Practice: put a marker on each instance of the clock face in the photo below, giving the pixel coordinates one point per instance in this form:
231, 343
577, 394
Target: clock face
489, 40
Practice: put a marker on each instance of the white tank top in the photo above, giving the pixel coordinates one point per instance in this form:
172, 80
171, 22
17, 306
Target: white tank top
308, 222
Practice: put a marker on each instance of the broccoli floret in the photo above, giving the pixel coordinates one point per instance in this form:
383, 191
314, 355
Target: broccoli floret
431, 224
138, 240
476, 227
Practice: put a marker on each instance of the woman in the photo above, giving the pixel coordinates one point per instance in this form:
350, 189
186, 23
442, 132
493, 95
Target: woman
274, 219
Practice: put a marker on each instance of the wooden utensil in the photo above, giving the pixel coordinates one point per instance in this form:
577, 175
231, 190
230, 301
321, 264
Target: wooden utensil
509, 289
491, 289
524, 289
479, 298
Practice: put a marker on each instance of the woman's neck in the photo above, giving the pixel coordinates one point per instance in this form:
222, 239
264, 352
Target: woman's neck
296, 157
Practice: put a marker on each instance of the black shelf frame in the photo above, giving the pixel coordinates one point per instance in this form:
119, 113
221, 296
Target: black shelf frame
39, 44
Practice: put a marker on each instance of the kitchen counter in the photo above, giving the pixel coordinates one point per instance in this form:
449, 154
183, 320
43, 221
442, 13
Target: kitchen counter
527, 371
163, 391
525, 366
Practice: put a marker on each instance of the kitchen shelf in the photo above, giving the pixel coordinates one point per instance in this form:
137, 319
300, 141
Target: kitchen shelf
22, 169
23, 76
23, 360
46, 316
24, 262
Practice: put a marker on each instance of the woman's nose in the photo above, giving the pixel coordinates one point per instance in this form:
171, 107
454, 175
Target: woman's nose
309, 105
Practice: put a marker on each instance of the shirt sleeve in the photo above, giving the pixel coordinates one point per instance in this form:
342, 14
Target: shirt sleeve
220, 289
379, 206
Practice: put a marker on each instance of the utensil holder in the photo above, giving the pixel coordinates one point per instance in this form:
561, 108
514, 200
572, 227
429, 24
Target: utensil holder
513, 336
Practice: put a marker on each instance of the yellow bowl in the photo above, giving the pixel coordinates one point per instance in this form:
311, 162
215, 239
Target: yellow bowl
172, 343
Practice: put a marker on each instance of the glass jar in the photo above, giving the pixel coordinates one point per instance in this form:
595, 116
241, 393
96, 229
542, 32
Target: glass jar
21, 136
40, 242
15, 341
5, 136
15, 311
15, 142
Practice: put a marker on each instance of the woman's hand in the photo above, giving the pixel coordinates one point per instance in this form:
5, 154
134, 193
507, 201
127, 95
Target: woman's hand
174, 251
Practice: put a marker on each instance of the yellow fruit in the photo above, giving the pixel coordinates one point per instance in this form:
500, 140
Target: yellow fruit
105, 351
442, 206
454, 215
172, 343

Short problem:
Reproduce all of the data above, switching each occurrence of "put a marker on" to "place a dot on" and leaving every other character as it is.

Exercise result:
Practice: place a dot on each instance of the clock face in the photo below, giving the pixel coordinates one point per instance in this form:
231, 343
577, 394
Target: clock face
489, 40
Practice: place a dot on each instance of the white tank top in the photo above, giving the pixel coordinates one point per instance in this form:
172, 80
171, 22
17, 306
Target: white tank top
308, 222
Practice: place a dot on each instance of the broccoli floret in the photo above, giving the pixel coordinates one point per instance in this form:
383, 191
314, 355
Target: broccoli floret
431, 224
138, 240
476, 227
Practice: place a dot on each instance of the woman in the photo above, giving the pixel coordinates one point per instance in this form:
350, 189
186, 23
442, 132
493, 95
Target: woman
274, 219
Practice: place a dot on each instance of the wooden utensil in the photo above, giving the pixel coordinates one point per instance in this form:
577, 175
231, 190
230, 301
321, 264
Target: wooden utensil
509, 289
491, 289
524, 289
479, 298
Practice: place a dot on each instance of the woman's neck in the photo above, giving the pixel coordinates one point per instance in this form:
222, 239
264, 352
Target: woman's neck
296, 157
Practice: place a dot on each instance of the black shelf frame in the photo above, giving the pixel coordinates one point per instance in this form:
119, 113
221, 296
Target: black shelf frame
39, 44
Practice: place a dot on each instance of the kitchen counter in the photo above, giving the pixel coordinates one point per instance in this form:
449, 154
183, 320
43, 221
442, 13
Target: kitchen counter
527, 371
163, 391
525, 366
Practice: place a dot on each instance of the kitchen shelf in the photo above, giving the pixel coordinates one point per instance in this form:
137, 319
300, 141
Target: kitchen shelf
22, 169
23, 76
23, 360
46, 316
24, 262
Practice: place a dot on each instance of the woman's nose in the photo above, giving the pixel coordinates one point per instance in this form:
171, 107
454, 175
Target: woman's nose
309, 105
Practice: place a dot on each instance of the shirt sleeve in the photo above, giving the pixel coordinates one point per instance in this form:
342, 14
Target: shirt sleeve
220, 289
379, 206
Practice: place a dot on each instance of the utensil holder in the photo above, giving the pixel coordinates one point per instance in this form:
561, 108
514, 200
572, 227
429, 24
Target: utensil holder
513, 336
Practice: place a dot on each instance of the yellow bowl in the photo above, giving the pixel coordinates one point per instance in this form:
311, 162
215, 239
Target: yellow bowl
172, 343
Practice: place a dot on each instance of the glass jar in the photo above, giving the pixel coordinates one point per instance in this form:
595, 116
241, 393
96, 229
542, 32
Target: glass jar
21, 136
40, 242
15, 341
5, 136
15, 311
15, 142
Practice: place a dot on each instance of the woman's hand in the photo above, giving the pixel coordinates one point per instance in this form:
5, 154
134, 193
507, 201
127, 95
Target: woman's hand
174, 251
Practice: place a dot on each instance of the yellow fruit in the photo above, giving the pixel coordinates one point per instance in this form:
500, 140
Target: yellow fruit
105, 351
442, 206
454, 215
172, 343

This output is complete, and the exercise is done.